Written exercise: Output all of the data below exactly as given.

━━━━━━━━━━━━━━━━━━━━

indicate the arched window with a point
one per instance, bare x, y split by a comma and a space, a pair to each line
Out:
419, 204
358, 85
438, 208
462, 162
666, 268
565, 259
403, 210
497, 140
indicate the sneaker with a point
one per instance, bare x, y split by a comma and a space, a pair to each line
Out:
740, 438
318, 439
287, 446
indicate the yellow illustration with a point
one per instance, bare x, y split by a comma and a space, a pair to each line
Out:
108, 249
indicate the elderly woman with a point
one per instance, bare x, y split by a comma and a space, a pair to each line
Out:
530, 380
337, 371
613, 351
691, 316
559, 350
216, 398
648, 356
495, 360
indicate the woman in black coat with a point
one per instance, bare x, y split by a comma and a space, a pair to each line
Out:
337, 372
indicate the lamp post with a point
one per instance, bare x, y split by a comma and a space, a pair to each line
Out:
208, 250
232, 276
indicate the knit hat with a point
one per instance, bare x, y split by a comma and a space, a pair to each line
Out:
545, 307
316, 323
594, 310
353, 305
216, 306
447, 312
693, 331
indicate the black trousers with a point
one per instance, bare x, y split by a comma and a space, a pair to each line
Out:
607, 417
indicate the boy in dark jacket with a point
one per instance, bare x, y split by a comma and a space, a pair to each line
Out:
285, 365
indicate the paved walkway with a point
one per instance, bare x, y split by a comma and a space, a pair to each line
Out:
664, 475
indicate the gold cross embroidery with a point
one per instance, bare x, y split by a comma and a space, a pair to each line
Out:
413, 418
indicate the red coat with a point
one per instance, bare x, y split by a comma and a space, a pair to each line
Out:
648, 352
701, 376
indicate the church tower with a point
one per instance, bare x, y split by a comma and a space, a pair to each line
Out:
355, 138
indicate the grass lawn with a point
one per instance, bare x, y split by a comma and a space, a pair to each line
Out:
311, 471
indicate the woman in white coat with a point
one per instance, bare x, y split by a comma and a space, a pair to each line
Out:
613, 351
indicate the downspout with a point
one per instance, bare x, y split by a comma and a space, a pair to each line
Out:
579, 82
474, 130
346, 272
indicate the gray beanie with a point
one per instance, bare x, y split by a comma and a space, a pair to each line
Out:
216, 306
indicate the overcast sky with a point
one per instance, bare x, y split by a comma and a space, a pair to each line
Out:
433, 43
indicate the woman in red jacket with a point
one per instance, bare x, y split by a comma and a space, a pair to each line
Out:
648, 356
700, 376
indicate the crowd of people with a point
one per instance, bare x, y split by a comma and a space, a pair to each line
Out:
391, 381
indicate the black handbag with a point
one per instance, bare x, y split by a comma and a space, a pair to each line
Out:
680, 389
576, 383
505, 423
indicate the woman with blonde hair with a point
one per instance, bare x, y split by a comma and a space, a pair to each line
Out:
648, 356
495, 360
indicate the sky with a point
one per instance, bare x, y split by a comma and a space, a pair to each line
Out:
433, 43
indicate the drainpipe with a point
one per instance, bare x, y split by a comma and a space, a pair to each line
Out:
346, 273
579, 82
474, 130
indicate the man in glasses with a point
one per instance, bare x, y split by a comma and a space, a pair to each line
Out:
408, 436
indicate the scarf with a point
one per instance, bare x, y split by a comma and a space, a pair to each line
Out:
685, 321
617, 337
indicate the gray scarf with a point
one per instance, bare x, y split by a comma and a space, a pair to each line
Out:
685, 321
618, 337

━━━━━━━━━━━━━━━━━━━━

Written solution:
indicate the arched window with a point
one per instance, bare x, y split by a comma and a space, a pair to each line
Out:
419, 204
358, 85
438, 208
462, 162
666, 268
565, 259
403, 210
497, 140
indicate the sneaker with a point
one per instance, bare x, y split by a comma and a space, a pair to each line
Out:
740, 438
318, 439
287, 446
indicate the yellow illustration with a point
one per instance, bare x, y split by a comma and a space, a pair to each line
Out:
108, 249
indicate the elderly woman with a point
one per instance, bare x, y split by a comma and a space, a pair to each line
Out:
530, 380
337, 371
613, 351
691, 316
559, 350
216, 398
648, 356
495, 360
indicate the woman in black coat with a point
one per instance, bare x, y split by a comma and a space, a pair to each line
Out:
337, 372
indicate the lamp post with a point
one per instance, bare x, y split by a comma and a space, a pair to each line
Out:
208, 250
232, 276
indicate the knit hat with a point
one per instance, bare x, y split by a comma and a space, a pair to each line
Out:
545, 307
316, 323
594, 310
353, 305
216, 306
447, 312
693, 331
indicate the black trousers with a point
one per instance, bare x, y split by a comma and a space, a pair to each line
Out:
607, 417
indicate the boy in dark jacket with a point
one per instance, bare x, y split by a comma and a space, a pair to each line
Out:
285, 365
indicate the paved walkway with a point
one per instance, bare x, y split by a comma and a space, a pair to each line
Out:
664, 475
indicate the gold cross embroidery with a point
one per instance, bare x, y split by a comma and a space, a pair to each line
Out:
413, 418
indicate the red coat with a point
one per instance, bare x, y split by a comma and a space, a pair to each line
Out:
648, 352
701, 376
indicate the church tower with a point
one per instance, bare x, y split by a comma and a space, a pair to each line
Out:
355, 138
indicate the grass lawn with a point
one per instance, bare x, y split by a comma and a space, a pair to each line
Out:
311, 471
indicate the woman in white coat with a point
one per instance, bare x, y split by a comma and a space, a pair to each line
Out:
613, 351
indicate the downspout with a point
one per instance, bare x, y split by a comma and a space, a pair to each line
Out:
579, 82
474, 130
346, 272
indicate the gray beanie with a point
one per instance, bare x, y split by a comma and a space, a pair to each line
Out:
216, 306
indicate the overcast sky with a point
one per instance, bare x, y split by a comma and a space, a pair to each line
Out:
433, 43
indicate the woman in red jacket with a point
one per instance, bare x, y split by a comma and a space, a pair to each line
Out:
648, 356
700, 376
indicate the crowd of people with a point
one per instance, bare x, y split by a comma and a space, a pair to each line
Out:
391, 381
indicate the black handbag with a point
one per instance, bare x, y split by a comma and a space, a pair to each line
Out:
680, 389
576, 383
505, 423
indicate the woman with blonde hair with a point
one per instance, bare x, y split by a comma and a space, a pair to each line
Out:
648, 356
495, 360
indicate the sky with a point
one per instance, bare x, y split by a comma and a space, a pair to each line
Out:
433, 43
indicate the drainpipe with a point
one per instance, bare x, y split by a comma and a space, a pair to each line
Out:
346, 273
579, 82
474, 130
indicate the man in glasses with a point
one per instance, bare x, y split by a comma and a space, a pair to each line
Out:
408, 436
indicate the scarf with a point
one per instance, bare x, y split by a comma and a space, a pair to each line
Out:
685, 321
617, 337
indicate the gray scarf with a point
one per instance, bare x, y split by a comma and a space, a pair to each line
Out:
685, 321
618, 337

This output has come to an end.